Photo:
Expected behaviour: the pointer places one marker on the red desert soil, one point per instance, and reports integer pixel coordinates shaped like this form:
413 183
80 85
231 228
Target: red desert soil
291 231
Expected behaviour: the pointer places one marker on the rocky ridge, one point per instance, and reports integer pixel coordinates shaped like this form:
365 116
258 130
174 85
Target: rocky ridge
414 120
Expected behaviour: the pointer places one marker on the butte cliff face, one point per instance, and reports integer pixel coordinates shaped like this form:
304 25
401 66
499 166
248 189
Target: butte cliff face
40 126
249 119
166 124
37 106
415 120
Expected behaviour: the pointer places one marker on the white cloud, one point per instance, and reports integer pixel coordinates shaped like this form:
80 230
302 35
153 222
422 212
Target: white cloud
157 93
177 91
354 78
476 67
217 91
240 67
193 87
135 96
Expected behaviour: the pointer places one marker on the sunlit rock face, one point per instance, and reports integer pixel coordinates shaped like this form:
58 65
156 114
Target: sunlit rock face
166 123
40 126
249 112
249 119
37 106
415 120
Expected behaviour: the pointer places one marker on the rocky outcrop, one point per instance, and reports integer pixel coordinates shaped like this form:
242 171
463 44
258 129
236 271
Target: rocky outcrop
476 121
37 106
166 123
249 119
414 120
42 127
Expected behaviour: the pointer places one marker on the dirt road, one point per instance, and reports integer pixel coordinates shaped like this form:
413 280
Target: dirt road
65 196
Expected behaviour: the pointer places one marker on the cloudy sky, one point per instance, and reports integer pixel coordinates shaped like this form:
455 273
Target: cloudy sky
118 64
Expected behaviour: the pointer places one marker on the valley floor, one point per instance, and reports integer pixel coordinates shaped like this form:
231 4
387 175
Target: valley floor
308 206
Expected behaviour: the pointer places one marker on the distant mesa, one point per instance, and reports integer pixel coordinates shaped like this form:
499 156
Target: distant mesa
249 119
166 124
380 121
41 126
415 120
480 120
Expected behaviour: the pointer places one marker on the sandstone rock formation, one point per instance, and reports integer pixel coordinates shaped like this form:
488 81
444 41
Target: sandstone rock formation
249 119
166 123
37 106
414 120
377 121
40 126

********************

## Exercise
Format every line of the items above as a JSON array of strings, with one string per line and any blank lines omitted.

## Completed task
[
  "Photo:",
  "Expected behaviour: the pointer places one marker on the red desert soil, one point per instance, and reports integer pixel coordinates shaped like this form:",
  "413 183",
  "80 85",
  "231 228",
  "Target: red desert soil",
  "291 231",
  "Expected behaviour: the pointer places one marker on the rocky ridge, one point per instance, and reports integer pixel coordinates shaped like this form:",
  "365 116",
  "258 130",
  "174 85",
  "Target: rocky ridge",
  "414 120",
  "Expected behaviour: the pointer places one marker on the butte cliff face, one point per instance, and reports integer pixel coordinates shaped like this form:",
  "304 25",
  "401 66",
  "499 166",
  "248 189",
  "Target: butte cliff face",
  "40 126",
  "249 119",
  "166 124",
  "37 106",
  "415 120",
  "Expected behaviour: the pointer places one marker on the white cloud, one point per instance, and reports integer pixel coordinates shaped like this form:",
  "80 230",
  "302 35",
  "153 222",
  "422 212",
  "Target: white cloud",
  "157 93",
  "177 91",
  "354 78",
  "476 67",
  "217 91",
  "240 67",
  "193 87",
  "135 96",
  "Expected behaviour: the pointer places one marker on the sunlit rock face, one point per instance, and reports integer pixel coordinates shaped like this form:",
  "58 65",
  "156 114",
  "Target: sunlit rock face",
  "166 123",
  "40 126",
  "249 112",
  "249 119",
  "37 106",
  "415 120",
  "Expected behaviour: the pointer places one marker on the rocky outcrop, one point per instance, and reports integer pixel coordinates shaped like this form:",
  "242 171",
  "463 44",
  "258 129",
  "236 271",
  "Target: rocky outcrop",
  "476 121",
  "37 106",
  "166 123",
  "249 119",
  "414 120",
  "42 127",
  "Expected behaviour: the pointer places one marker on the dirt road, one point per instance, and reports integer pixel coordinates shaped like this form:",
  "413 280",
  "Target: dirt road",
  "65 196",
  "Expected behaviour: the pointer places one marker on the cloudy sky, one point per instance, and reports integer pixel coordinates shaped like this form:",
  "455 273",
  "Target: cloudy sky",
  "118 64",
  "Expected behaviour: the pointer places one marker on the valley floor, one point per instance, and reports integer pixel coordinates shaped like this form:",
  "231 4",
  "387 175",
  "Target: valley floor",
  "308 206",
  "Expected behaviour: the pointer places one marker on the distant mesa, one point per instance, and reports integer pixel coordinates shaped like this form:",
  "499 156",
  "Target: distant mesa",
  "249 119",
  "166 124",
  "380 121",
  "41 126",
  "415 120",
  "480 120",
  "Expected behaviour: the pointer places one marker on the sandstone rock formation, one point per instance, and reports integer pixel coordinates shaped like this form:",
  "488 81",
  "444 41",
  "Target: sandstone rock formation",
  "249 119",
  "166 123",
  "37 106",
  "414 120",
  "377 121",
  "40 126"
]